-- START TEXT PROVIDED --
Andy Stitzer: Wow, this place is crowded.
David: Yeah, well, you know... nine dollar beer night.

David: You know how I know you're gay?
Cal: How?
David: Your dick tastes like shit.

David: [watching The Bourne Identity] Y'know, I always thought that Matt Damon was like a Streisand, but he's rocking the shit in this one!

David: [of his ex] Yeah... she was adorable... fuckin' bitch.

Andy Stitzer: You know how when you grab a woman's breast... it feels like... a bag of sand.
David: What?

Andy Stitzer: Ow! That one hurt just as much as the first one!
David: That's great, man!

Andy Stitzer: I'm not a big ho-runner.
David: My uncle used to drive a ho-runner.

Andy Stitzer: I just don't want a big box of porn in my apartment.
David: There's some really great stuff in here. Really great movies in here, man. Hey, did you ever see School of Rock?
Andy Stitzer: Yeah.
David: Well, this is... It's called School of... You know...
Andy Stitzer: That's nice.
David: But it stars Jack Black Cock.
Andy Stitzer: That makes sense.

David: [the same Michael McDonald sampler DVD has been playing on all of the television screens for the last two years] If I have to hear "Yamo Be There" one more time, I'm going to "Yamo" burn this place to the ground.

Haziz: [David is speaking to Andy] Hey, Will and Grace. Back to work!
David: Hey, Haziz, could you give us a minute? We're kind of in the middle of something here.
Haziz: Hey. I'm on my break.
David: Fuck off, Haziz. Leave us alone, will you?
Haziz: Fuck off? Fuck you!
David: Fuck you!
Haziz: Fuck you.
David: Fuck off!
Haziz: Fuck off.
David: I'm gonna kick you in the nuts, asshole.
Haziz: Hey, hey, hey! Watch the language, okay? I have a family.
David: Watch how you talk to me!
Haziz: Hey, Bambi, it's a free country. I can smoke out here if I want.
David: Smoke my pole!
Haziz: You are a very unkind man!
David: Get inside!
Haziz: [heading inside] This is not professional! Paula! This asshole over here... Paula!

David: I just want to get drunk, *fucked up*, and play some cards!

David: [David talking about his ex girlfriend] Yeah... she's adorable... fuckin' bitch.

David: [to a shirtless Andy, who has an incredibly hairy chest] I love your sweater. Does that come in a V-neck?

Andy Stitzer: Take your porn with you.
David: I'm not taking it.
Andy Stitzer: [following David to the front door] Take your box o' porn!
David: It's my gift to you.
Andy Stitzer: No, I don't want it. David it's not... just... just...
David: [shouting] Andy for the last time, I don't want your giant box of pornography!
-- END TEXT PROVIDED --
— ACTIONS TO TAKE —
(A) According to the dialogue quotes above, why is the place crowded when Andy remarks on it?
(B) Pull out the passage from the dialogue quotes above, from "Haziz: Hey. I'm" up to and including "Haziz: Fuck off.".
(C) Extend the collection of movie dialogue quotes with a few more quotes, starting after its final line.
-- START LISTED RECORDS --
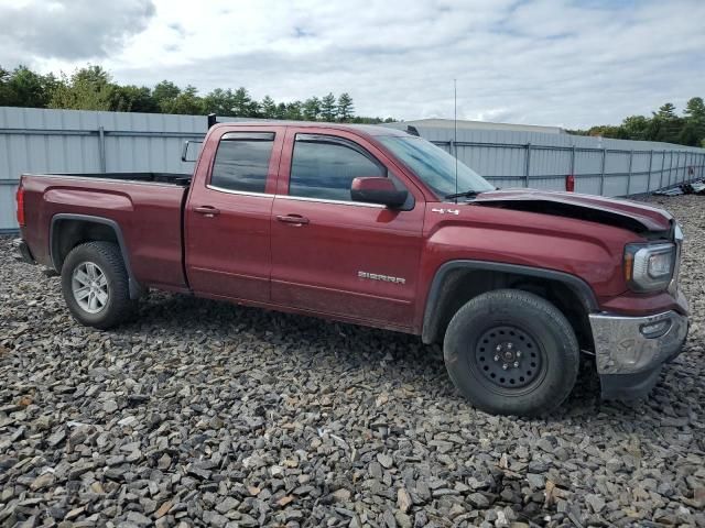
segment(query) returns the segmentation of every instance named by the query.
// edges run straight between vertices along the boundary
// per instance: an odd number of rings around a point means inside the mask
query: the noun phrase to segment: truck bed
[[[119,228],[141,285],[186,289],[183,208],[191,178],[172,173],[23,175],[23,238],[37,262],[57,268],[66,253],[64,233],[79,231],[86,219],[101,219]]]
[[[182,187],[191,185],[192,174],[181,173],[53,173],[45,176],[70,176],[74,178],[119,179],[121,182],[145,182],[173,184]]]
-- END LISTED RECORDS --
— EXERCISE ANSWERS —
(A) David explains that the place is crowded because it is nine dollar beer night.

(B)
Haziz: Hey. I'm on my break.
David: Fuck off, Haziz. Leave us alone, will you?
Haziz: Fuck off? Fuck you!
David: Fuck you!
Haziz: Fuck you.
David: Fuck off!
Haziz: Fuck off.

(C)
Andy Stitzer: No no no, just- Come on man! So uncool!
David: No...
[continues shouting]
David: Uncool? Uncool is trying to give an honest man a big box of porn, Andy!

Smart Tech Customer: [points to a TV playing a Michael McDonald DVD] If I get the set, will you throw in the DVD?
David: Tell you what. You *don't* get the set and I'll throw in the DVD.

David: You know how I know you're gay?
Cal: Because you're gay so you can tell who the gay people are.

David: You know how I know you're gay? You have a rainbow bumper sticker on your car that says, "I like it when balls are in my face."
Cal: That's gay?

David: Hey, Paula.
Paula: Yeah?
David: I gotta tell you something. I'm really excited about it. Uh, for the first time today, I woke up, I came to the store, and I feel confident to say to you that if you don't take this Michael McDonald DVD that you've been playing for two years straight off, I'm going to kill everyone in the store and put a bullet in my brain.
Paula: David, what do you suggest we play?
David: I don't care. Anything. I would rather... I would rather watch "Beautician and the Beast". I would rather listen to Fran Drescher for eight hours than have to listen to Michael McDonald. Nothing against him, but if I hear "Yah Mo B There" one more time, I'm going to "Yah Mo" burn this place to the ground.
Paula: You're such a smartass. Get back on the floor.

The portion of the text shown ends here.